* Excerpt
*** Block opens ***
Don't just judge a company's a payout potential by its quarterly distributions -- some dividends are bigger than their yields may suggest. You don't expect to make bank on chicken wings, Chinese online gaming sessions, or warehouse club shopping trips, but these unlikely companies offer some healthy long-term payouts if you're patient.
Wingstop (WING 3.90%), NetEase (NTES 5.12%), and Costco (COST 2.28%) are currently yielding 0.4%, 0.9%, and 0.8%, respectively. They're not going to come up on your stock screens looking for high-paying investments. Take a closer look, and you will probably be rewarded in the process.
There's a lot to like in Wingstop if you're a growth investor. The fast-growing chain of restaurants specializing in saucy chicken wings was one of the few eatery concepts that didn't skip a beat during the pandemic downturn. Comps actually accelerated in 2020 as takeout and third-party delivery services helped provide comfort food for folks eating at home.
Its latest report was not initially well-received by investors, but it checks off all of the boxes that growth investors crave. Systemwide sales rose nearly 27% to hit $502.5 million in the fourth quarter, fueled partly by new openings over the past year, but mostly by an 18.2% surge in domestic comps. Adjusted earnings followed suit, rising from $0.14 a share a year earlier to $0.18 a share this time around.
*** Block closes ***
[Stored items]
*** Block opens ***
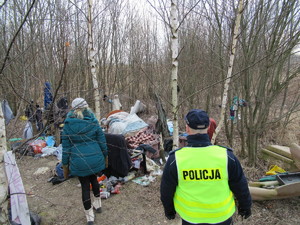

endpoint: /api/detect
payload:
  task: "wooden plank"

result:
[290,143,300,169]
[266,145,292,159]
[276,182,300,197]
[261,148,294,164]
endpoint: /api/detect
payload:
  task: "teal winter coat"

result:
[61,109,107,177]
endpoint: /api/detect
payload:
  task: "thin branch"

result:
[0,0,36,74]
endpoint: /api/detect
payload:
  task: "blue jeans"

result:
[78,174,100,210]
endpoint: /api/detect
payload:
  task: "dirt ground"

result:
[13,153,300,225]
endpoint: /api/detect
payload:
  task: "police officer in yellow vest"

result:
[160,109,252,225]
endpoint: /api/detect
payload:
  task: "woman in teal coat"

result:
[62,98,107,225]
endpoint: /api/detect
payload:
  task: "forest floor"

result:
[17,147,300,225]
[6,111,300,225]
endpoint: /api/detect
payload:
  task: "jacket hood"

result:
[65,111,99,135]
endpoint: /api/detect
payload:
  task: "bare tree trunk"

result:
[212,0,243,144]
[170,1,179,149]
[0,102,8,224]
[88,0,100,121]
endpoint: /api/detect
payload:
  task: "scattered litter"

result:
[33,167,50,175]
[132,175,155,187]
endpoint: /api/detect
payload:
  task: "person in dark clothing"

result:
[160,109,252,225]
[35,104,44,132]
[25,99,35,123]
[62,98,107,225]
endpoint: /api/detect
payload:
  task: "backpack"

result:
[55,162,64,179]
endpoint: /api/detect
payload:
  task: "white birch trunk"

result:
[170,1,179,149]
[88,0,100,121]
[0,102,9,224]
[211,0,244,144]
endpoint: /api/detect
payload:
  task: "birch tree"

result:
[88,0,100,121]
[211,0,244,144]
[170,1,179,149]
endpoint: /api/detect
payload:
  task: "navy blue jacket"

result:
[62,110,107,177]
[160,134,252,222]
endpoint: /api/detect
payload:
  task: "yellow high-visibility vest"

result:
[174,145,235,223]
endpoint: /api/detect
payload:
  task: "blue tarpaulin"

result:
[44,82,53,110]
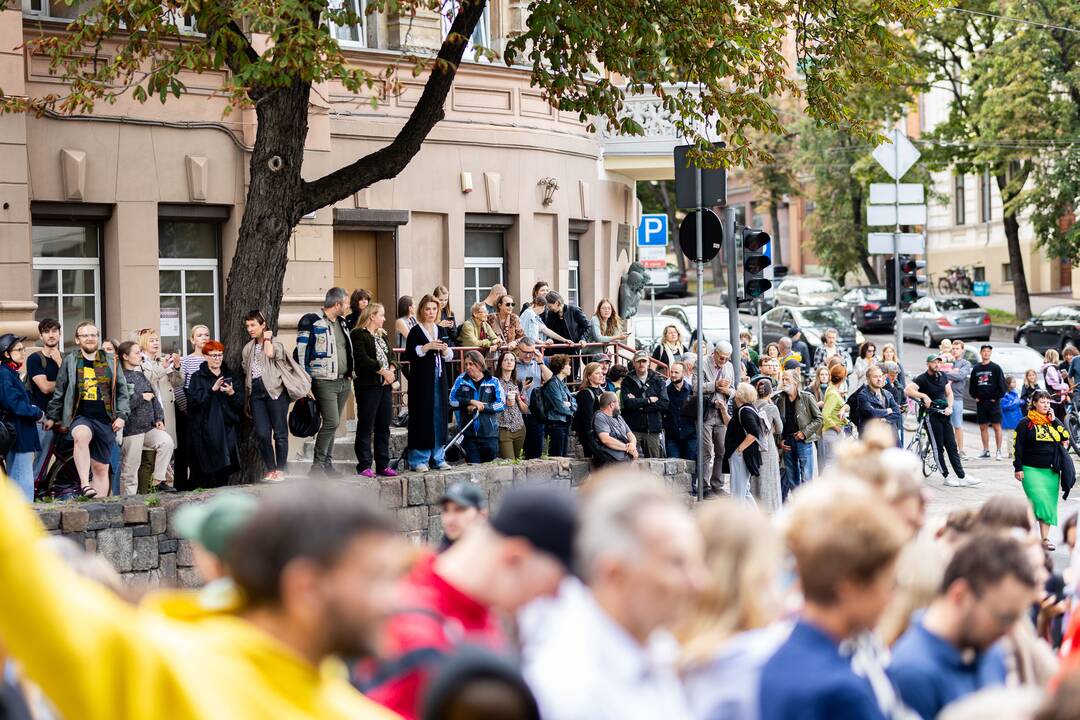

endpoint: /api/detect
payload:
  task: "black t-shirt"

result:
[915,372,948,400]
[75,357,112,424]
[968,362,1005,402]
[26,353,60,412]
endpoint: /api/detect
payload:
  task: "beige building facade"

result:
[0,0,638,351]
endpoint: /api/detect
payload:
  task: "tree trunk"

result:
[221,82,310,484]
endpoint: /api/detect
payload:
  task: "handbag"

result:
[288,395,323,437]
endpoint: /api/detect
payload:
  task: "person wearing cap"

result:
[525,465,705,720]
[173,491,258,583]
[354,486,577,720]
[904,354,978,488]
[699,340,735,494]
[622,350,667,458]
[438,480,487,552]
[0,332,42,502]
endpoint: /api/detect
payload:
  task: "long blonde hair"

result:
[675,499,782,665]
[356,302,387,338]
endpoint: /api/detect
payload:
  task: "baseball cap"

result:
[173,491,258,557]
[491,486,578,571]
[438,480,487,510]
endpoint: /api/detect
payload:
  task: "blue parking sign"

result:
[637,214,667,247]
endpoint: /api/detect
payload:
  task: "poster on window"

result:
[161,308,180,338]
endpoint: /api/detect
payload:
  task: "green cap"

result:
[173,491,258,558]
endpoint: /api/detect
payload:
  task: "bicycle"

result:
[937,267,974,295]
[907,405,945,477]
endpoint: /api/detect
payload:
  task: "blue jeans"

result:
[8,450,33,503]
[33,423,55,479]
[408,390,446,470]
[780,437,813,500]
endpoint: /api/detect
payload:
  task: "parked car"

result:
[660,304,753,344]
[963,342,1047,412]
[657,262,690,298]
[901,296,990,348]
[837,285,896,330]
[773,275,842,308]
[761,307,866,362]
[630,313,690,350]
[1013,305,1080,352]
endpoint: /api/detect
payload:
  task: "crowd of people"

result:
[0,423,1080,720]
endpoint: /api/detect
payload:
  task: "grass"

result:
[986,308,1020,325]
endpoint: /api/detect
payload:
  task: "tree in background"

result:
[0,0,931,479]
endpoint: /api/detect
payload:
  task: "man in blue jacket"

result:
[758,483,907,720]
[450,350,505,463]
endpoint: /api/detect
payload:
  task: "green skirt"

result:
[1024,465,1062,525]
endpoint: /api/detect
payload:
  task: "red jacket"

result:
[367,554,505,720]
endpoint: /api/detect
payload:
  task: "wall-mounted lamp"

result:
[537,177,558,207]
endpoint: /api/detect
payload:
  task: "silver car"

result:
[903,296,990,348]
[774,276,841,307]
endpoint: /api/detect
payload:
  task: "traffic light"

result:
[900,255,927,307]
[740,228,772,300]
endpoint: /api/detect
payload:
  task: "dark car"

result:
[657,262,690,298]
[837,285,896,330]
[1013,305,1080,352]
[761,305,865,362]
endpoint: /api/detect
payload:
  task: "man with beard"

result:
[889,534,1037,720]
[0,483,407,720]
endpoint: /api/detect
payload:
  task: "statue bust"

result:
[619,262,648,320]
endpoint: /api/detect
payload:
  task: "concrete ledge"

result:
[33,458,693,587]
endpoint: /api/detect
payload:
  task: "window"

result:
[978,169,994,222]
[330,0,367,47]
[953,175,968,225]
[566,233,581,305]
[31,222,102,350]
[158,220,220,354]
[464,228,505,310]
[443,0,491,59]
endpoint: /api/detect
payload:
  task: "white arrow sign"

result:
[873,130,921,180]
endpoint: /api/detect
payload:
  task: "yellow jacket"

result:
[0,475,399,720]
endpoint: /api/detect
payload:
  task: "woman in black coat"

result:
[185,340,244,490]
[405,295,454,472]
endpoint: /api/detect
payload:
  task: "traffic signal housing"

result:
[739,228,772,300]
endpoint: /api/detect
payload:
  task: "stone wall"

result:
*** Block closes ***
* Problem to work on
According to the dividend stocks excerpt, how much did Wingstop's systemwide sales reach in the fourth quarter?

* Solution to this problem
$502.5 million